Collect every line in the listing below that contains the word "vegetation".

— begin Stored rows —

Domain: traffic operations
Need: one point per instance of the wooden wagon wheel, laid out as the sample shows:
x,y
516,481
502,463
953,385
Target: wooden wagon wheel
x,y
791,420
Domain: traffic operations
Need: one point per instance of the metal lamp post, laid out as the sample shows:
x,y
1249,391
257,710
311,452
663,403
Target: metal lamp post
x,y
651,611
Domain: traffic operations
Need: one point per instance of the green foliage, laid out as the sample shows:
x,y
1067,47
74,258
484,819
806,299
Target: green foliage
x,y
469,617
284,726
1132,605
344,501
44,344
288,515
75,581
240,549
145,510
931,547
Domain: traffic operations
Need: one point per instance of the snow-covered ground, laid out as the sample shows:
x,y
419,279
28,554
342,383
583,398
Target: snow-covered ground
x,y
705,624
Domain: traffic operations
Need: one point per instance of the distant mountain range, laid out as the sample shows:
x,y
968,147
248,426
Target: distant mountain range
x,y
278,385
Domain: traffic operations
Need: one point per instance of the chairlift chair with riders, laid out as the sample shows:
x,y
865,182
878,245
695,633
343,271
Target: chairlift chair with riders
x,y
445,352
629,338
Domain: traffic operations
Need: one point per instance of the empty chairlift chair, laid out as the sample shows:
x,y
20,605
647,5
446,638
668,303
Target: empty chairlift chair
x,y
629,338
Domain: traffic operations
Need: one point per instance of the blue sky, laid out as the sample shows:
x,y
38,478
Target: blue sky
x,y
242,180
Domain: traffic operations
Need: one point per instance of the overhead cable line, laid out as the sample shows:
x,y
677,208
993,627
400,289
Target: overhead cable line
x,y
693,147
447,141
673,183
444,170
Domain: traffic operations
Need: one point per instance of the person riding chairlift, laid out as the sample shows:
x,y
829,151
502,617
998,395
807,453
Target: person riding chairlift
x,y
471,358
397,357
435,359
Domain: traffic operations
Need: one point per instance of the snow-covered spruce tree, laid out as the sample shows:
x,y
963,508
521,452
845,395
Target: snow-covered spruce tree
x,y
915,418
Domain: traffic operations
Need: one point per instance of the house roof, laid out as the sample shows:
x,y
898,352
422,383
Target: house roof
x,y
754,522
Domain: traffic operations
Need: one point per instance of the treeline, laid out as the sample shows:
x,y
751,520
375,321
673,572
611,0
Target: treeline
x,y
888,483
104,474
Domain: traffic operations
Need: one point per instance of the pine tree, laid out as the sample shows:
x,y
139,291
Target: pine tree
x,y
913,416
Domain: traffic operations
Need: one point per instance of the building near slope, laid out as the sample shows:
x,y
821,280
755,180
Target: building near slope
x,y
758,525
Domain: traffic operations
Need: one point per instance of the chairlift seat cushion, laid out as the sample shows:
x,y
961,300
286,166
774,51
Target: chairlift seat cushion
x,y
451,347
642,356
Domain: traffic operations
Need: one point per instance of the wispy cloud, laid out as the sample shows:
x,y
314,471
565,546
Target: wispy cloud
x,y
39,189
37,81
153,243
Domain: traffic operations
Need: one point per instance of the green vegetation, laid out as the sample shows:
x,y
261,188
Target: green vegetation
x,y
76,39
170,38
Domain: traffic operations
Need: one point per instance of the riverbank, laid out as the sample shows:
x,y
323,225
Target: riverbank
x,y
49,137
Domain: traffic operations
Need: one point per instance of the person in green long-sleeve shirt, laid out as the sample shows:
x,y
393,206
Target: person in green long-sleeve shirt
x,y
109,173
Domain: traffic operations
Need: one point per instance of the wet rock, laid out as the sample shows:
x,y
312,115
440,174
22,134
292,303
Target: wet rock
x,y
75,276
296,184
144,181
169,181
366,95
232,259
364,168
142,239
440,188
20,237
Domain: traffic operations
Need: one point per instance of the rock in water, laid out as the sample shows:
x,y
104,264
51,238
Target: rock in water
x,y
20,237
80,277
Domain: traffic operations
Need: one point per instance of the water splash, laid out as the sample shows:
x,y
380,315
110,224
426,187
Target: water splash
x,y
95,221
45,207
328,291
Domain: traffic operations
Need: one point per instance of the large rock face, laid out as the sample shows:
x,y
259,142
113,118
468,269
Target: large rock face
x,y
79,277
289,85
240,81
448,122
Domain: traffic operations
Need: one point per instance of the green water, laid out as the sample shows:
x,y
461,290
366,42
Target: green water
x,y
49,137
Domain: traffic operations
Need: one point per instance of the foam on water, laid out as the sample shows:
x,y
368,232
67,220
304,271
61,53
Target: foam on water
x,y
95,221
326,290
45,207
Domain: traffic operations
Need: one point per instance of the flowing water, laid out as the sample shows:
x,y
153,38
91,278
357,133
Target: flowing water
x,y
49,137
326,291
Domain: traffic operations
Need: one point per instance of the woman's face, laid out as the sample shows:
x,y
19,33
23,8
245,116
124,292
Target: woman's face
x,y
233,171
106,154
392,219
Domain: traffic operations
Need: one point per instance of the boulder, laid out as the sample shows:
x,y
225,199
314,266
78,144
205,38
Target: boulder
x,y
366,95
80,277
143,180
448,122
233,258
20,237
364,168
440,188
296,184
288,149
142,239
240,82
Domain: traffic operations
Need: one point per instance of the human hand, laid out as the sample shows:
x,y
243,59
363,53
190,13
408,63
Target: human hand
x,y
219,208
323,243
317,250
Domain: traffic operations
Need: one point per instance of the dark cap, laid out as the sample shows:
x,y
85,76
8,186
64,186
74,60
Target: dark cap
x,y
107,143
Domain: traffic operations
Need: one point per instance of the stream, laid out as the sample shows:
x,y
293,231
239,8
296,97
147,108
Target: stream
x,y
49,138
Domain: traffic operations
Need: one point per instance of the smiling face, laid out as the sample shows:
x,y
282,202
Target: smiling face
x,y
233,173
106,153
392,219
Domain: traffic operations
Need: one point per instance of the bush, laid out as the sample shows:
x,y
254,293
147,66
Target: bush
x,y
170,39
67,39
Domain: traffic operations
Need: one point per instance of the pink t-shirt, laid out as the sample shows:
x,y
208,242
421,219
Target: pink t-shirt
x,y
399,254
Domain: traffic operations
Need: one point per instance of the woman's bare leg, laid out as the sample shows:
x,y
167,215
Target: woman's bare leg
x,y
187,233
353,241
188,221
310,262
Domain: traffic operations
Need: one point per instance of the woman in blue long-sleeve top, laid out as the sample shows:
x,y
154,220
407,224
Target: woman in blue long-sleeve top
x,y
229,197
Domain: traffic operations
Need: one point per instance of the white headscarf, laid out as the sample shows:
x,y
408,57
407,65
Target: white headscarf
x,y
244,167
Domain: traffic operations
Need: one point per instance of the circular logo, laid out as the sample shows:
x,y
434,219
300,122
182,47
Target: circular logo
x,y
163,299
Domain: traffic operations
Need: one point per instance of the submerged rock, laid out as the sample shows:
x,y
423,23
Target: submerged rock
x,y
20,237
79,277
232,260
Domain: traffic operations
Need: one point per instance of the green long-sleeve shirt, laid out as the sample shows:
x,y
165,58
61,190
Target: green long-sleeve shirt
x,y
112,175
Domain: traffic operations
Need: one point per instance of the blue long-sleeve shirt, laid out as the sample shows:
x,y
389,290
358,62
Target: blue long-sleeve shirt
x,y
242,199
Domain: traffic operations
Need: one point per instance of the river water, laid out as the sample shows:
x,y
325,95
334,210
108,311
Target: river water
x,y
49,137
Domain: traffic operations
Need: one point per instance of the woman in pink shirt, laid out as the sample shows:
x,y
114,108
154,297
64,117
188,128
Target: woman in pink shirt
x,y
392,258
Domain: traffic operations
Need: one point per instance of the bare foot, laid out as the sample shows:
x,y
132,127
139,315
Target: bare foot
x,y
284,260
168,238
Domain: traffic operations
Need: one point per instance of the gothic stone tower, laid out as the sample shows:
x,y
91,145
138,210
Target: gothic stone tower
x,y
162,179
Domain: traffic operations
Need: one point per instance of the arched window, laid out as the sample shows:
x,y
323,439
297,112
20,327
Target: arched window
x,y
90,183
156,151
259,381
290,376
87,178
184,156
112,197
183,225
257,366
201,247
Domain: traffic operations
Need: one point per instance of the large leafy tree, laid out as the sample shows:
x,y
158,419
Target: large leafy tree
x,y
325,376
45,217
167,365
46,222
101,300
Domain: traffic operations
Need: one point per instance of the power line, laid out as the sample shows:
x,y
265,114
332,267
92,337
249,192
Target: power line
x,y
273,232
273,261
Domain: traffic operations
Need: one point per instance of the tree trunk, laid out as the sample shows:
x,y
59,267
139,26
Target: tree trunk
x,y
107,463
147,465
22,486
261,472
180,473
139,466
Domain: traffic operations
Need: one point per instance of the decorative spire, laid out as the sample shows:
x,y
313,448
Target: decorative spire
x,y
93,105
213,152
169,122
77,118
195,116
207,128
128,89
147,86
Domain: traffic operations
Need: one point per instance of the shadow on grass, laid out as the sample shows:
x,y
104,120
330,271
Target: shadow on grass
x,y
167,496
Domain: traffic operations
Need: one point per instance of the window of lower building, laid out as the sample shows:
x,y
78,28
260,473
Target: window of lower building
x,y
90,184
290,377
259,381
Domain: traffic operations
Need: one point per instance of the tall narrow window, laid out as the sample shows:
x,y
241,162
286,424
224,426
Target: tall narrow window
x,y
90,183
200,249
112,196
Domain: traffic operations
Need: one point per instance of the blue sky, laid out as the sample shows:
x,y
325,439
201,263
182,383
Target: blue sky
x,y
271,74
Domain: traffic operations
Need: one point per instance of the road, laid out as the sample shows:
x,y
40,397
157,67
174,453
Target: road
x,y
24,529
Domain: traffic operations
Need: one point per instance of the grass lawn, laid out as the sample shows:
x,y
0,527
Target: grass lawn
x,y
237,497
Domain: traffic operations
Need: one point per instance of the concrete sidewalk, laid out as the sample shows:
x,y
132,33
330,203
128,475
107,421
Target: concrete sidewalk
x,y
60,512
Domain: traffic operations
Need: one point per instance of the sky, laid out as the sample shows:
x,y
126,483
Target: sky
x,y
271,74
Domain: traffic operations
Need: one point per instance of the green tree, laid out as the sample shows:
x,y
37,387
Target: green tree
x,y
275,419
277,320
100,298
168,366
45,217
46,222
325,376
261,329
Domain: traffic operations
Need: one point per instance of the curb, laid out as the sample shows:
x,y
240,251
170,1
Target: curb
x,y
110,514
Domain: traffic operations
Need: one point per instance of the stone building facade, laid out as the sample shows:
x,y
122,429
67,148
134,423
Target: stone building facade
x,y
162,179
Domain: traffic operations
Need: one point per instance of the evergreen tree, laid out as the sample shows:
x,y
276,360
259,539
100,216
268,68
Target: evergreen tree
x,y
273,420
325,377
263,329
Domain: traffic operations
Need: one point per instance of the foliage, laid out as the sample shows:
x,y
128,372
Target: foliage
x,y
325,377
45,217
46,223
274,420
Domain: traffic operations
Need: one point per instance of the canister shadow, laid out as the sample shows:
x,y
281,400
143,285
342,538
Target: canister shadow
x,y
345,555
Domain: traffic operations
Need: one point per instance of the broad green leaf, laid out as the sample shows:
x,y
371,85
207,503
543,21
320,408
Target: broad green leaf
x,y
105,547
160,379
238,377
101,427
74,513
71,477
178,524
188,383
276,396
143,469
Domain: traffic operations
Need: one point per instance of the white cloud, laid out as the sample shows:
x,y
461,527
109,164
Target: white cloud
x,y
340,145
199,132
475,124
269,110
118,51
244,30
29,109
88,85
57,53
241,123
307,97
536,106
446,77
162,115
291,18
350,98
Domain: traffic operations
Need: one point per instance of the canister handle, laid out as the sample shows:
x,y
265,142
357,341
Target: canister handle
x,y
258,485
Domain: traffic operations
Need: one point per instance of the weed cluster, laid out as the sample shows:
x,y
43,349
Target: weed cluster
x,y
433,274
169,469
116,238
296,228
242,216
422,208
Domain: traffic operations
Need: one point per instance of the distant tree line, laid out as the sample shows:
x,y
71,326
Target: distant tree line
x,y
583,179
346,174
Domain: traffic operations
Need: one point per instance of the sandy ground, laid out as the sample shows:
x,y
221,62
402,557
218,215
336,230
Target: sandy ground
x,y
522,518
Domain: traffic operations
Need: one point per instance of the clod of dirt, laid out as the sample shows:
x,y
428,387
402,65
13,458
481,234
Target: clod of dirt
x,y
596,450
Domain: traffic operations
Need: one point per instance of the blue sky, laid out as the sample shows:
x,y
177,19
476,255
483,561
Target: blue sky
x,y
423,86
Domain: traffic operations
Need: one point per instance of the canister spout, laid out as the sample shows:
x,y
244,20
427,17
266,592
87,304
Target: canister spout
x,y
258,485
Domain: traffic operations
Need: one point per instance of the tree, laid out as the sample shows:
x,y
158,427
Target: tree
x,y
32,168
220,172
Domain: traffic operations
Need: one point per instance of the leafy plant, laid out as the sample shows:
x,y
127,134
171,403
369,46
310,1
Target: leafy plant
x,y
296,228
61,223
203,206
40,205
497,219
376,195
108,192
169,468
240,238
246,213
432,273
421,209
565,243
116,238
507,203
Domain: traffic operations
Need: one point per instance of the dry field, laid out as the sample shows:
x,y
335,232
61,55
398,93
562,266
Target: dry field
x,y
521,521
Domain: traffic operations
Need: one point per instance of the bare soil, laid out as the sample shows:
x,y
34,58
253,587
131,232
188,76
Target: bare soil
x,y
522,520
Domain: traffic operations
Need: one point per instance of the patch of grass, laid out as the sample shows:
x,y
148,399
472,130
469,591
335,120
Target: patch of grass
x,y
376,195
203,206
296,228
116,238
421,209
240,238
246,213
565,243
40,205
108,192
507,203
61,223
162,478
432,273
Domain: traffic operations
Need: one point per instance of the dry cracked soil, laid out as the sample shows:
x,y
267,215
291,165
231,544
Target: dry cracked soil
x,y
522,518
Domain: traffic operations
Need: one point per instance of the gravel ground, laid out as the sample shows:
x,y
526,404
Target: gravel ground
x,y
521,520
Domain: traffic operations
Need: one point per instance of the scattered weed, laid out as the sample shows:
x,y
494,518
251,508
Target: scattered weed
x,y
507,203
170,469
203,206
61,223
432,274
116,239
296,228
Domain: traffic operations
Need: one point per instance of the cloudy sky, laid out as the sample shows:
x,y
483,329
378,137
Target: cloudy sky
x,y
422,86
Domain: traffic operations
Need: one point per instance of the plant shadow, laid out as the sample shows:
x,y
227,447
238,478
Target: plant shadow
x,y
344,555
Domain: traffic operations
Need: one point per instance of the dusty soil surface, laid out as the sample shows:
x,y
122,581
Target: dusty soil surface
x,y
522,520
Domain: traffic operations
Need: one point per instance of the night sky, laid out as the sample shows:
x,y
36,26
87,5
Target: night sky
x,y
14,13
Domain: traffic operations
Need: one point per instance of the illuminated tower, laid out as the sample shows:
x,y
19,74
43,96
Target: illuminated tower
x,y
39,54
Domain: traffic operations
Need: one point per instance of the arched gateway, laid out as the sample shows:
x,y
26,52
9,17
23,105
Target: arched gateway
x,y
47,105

— end Stored rows —

* _Task response_:
Need: one point per instance of the green vegetation, laid out as the sample shows:
Target: green vegetation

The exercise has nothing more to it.